(Short problem):
Write out every line of the records between the lines holding "Quick check — is there any white" and "[39,276,190,334]", inclusive, and shift each box coordinate in the answers by -123 while changing nothing else. Leave the pictures out.

┏━━

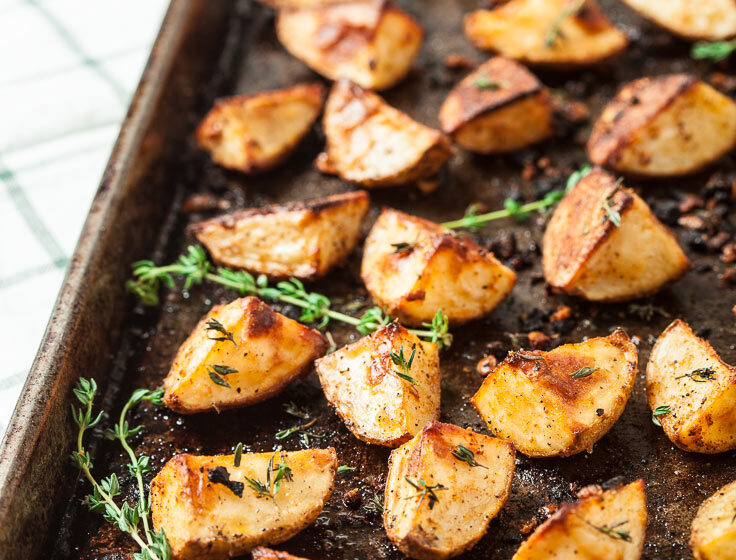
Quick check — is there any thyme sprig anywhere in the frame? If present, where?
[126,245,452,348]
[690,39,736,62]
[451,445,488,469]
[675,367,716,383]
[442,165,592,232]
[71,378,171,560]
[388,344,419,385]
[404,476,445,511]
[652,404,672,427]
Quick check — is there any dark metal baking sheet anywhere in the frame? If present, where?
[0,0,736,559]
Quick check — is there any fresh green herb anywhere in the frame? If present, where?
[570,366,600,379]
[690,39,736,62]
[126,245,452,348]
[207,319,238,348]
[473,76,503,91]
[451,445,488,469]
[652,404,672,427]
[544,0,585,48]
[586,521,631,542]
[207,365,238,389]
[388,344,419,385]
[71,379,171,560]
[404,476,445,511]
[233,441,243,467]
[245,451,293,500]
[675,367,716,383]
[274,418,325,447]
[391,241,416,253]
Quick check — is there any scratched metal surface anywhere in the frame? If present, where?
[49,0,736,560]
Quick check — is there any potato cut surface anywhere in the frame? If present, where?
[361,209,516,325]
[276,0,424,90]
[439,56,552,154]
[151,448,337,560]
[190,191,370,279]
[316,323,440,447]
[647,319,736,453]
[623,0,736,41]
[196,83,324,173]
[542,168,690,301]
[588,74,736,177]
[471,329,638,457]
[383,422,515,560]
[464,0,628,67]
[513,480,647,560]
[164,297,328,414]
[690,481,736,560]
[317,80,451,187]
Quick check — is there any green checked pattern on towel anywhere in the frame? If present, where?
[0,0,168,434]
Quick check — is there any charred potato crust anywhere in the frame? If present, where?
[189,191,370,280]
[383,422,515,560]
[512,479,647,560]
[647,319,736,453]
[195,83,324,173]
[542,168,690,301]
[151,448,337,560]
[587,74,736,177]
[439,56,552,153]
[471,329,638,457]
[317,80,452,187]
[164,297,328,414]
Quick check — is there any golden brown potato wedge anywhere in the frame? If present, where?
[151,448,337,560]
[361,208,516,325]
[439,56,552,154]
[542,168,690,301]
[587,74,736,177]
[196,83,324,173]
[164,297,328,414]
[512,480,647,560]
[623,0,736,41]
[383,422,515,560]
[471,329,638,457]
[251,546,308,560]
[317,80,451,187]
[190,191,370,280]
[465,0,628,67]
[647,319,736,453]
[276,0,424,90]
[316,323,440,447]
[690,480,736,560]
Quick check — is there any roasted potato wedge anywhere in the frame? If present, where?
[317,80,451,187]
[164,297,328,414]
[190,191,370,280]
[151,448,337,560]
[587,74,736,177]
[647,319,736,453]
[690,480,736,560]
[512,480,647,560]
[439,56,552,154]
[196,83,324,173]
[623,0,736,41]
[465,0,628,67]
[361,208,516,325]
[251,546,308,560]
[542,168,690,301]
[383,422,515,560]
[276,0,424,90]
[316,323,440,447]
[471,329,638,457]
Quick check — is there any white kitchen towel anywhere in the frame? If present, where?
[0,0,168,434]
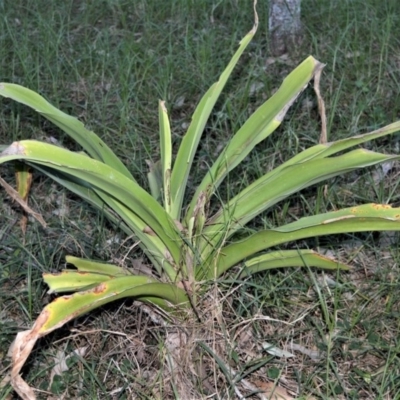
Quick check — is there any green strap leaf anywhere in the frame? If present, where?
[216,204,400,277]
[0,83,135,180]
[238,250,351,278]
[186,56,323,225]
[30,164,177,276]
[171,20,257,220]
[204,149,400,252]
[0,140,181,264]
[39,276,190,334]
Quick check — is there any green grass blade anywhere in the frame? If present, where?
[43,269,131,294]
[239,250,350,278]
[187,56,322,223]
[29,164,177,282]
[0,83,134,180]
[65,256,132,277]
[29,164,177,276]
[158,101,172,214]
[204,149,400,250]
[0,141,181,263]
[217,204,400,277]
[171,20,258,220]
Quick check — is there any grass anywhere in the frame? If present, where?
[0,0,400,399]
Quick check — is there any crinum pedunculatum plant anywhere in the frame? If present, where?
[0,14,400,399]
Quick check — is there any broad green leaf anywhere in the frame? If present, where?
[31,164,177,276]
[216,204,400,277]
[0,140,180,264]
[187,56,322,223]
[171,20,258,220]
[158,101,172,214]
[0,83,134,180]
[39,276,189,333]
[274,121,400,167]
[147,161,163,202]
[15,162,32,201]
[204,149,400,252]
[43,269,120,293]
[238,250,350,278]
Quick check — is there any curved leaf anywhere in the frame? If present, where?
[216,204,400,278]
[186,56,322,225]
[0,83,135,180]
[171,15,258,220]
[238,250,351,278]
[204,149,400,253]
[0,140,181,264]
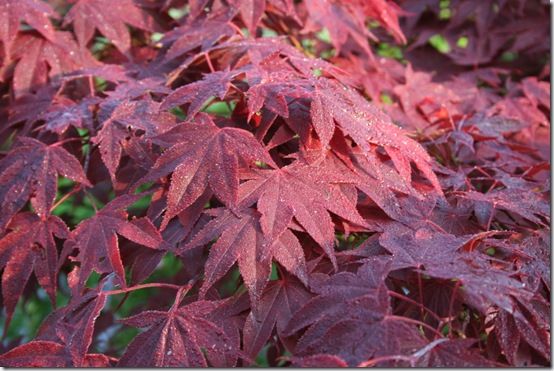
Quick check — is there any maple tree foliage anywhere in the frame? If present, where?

┗━━

(Written reply):
Quick check — is there any white kitchen towel anywhere in the frame? If present, where?
[-123,-123,45,311]
Quick check — is there any green strap leaf anywhere in the frame? If present, where?
[93,81,277,154]
[-123,-40,12,57]
[115,127,228,155]
[63,-67,200,102]
[-93,41,54,153]
[48,-103,134,97]
[81,26,277,129]
[-123,17,58,141]
[-84,153,67,211]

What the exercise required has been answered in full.